PROBLEM DESCRIPTION → Extract the lines of the entries starting with the line that contains "Exercise. Point to the black" and going on through the last line of the entries, and copy them word for word.

####################

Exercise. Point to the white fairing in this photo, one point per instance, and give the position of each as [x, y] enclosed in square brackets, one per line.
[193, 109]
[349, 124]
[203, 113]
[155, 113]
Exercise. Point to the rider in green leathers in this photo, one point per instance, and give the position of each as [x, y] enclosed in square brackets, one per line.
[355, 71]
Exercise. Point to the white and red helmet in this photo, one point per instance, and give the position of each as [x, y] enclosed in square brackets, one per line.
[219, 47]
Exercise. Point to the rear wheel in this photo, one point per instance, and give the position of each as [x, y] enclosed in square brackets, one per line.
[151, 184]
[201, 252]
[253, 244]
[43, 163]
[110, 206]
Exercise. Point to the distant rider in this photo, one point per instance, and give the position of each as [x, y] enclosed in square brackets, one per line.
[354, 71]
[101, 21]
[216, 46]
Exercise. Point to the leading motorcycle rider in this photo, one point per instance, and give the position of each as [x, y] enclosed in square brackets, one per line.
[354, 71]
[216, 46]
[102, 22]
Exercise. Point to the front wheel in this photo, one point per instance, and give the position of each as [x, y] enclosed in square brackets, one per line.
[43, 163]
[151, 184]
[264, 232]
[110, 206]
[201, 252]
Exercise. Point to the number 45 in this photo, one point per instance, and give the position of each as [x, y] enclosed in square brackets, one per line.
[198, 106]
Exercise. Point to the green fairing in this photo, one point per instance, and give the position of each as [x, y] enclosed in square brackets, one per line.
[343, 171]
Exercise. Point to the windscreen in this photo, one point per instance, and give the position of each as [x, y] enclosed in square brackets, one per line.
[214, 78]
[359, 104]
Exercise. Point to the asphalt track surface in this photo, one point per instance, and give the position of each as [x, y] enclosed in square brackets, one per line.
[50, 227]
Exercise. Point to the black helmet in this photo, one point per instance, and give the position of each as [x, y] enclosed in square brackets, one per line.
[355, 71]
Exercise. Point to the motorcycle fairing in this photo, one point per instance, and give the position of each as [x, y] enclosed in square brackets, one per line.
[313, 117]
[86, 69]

####################

FULL OUTPUT →
Exercise. Point to the black helmet in this photo, one point per instance, and give the position of each as [x, y] enclosed in square brackets, one per line.
[355, 71]
Exercise. Point to the motorcycle fairing in this photo, one point per instance, and give the position of each as [x, y] enclosed in square brackets, one per line.
[313, 117]
[86, 69]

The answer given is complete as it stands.